Sound of Colors () is a 2003 Hong Kong romance film directed by Joe Ma. It is an adaptation of the Taiwanese children's picture book of the same name by Jimmy Liao.

Cast 

 Tony Leung Chiu-wai as Ho Chui-Ming — the untrustworthy owner of a dating agency who inextricably goes blind
 Miriam Yeung as Cheung Hoi-Yeuk — a kind blind woman who visits a dating agency in search for love
 Chang Chen as Zhong Cheng — an advertising company sales representative in Taipei whose love letter gets sent to an incorrect address
 Dong Jie as Dong Lie — a Shanghainese businesswoman who receives the love letter
 Wing Fan — angel who sets up Zhong Cheng and Dong Lie

Reception 
Yen Sun-lun for the Taipei Times wrote, "Unfortunately, the film has turned out to be a colourful and beautiful picture that looks like an extended version of a music video. It may be creative in creating characters and plot for the originally thinly-plotted illustration book and the performances are on the whole OK, but the result is less than the sum of its parts." Ken Eisner for Variety wrote, "Tale of overlapping love stories, “Sound of Colors” finally lacks the complexity or zip to make it shine as brightly as it otherwise could." Chan Ka-ming for the Hong Kong Film Critics Society said, "Granted there is some Joe Ma humour, but the tumbling pursuit is nothing but the channeling of Wong Kar-wai."

PROBLEM STATEMENT – Could you reproduce, word for word, the part of the Sound of Colors article running from "Sound of Colors ()" up to and including "by Jimmy Liao."?

INFORMATION PROVIDED –
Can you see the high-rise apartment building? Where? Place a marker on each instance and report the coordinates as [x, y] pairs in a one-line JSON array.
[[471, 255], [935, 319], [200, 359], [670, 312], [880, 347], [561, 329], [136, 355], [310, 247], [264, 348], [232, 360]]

THE COMPLETED TASK –
Sound of Colors () is a 2003 Hong Kong romance film directed by Joe Ma. It is an adaptation of the Taiwanese children's picture book of the same name by Jimmy Liao.